- [TASK]:
Copy all lines in the material holding the string "prompts".

- [LISTED ENTRIES]:
· · · ·

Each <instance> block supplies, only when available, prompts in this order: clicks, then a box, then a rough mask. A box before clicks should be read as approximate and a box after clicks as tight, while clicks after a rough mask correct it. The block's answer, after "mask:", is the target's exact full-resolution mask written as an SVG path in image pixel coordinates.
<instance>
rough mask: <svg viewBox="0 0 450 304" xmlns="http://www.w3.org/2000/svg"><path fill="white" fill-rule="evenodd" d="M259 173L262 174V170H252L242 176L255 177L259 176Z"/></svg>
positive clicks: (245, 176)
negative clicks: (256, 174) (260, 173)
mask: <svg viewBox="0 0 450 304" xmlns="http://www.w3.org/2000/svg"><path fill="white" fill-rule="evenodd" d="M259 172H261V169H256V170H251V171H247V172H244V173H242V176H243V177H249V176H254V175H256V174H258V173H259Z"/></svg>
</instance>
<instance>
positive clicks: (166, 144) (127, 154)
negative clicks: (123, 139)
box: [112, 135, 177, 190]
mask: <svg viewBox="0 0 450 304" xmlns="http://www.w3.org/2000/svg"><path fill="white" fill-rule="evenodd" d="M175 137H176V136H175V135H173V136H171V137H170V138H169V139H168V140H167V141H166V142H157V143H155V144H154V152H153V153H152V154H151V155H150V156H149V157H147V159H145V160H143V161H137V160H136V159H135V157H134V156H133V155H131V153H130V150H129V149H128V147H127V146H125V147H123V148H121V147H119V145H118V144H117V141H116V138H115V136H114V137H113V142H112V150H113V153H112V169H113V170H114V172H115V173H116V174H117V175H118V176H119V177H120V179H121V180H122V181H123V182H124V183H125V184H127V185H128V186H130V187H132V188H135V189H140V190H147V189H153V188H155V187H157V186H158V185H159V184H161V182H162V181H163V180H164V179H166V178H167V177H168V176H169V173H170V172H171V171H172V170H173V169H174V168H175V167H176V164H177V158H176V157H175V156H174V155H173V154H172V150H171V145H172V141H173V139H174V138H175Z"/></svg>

· · · ·

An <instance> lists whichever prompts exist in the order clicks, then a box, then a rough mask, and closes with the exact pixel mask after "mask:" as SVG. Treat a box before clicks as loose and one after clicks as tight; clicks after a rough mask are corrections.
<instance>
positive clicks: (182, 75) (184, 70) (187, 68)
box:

· · · ·

- [OUTPUT BELOW]:
Each <instance> block supplies, only when available, prompts in this order: clicks, then a box, then a rough mask. A box before clicks should be read as approximate and a box after clicks as tight, while clicks after a rough mask correct it. The block's answer, after "mask:", is the target's exact full-resolution mask written as an SVG path in image pixel coordinates.
An <instance> lists whichever prompts exist in the order clicks, then a box, then a rough mask, and closes with the exact pixel mask after "mask:" as SVG. Treat a box before clicks as loose and one after clicks as tight; clicks after a rough mask are corrections.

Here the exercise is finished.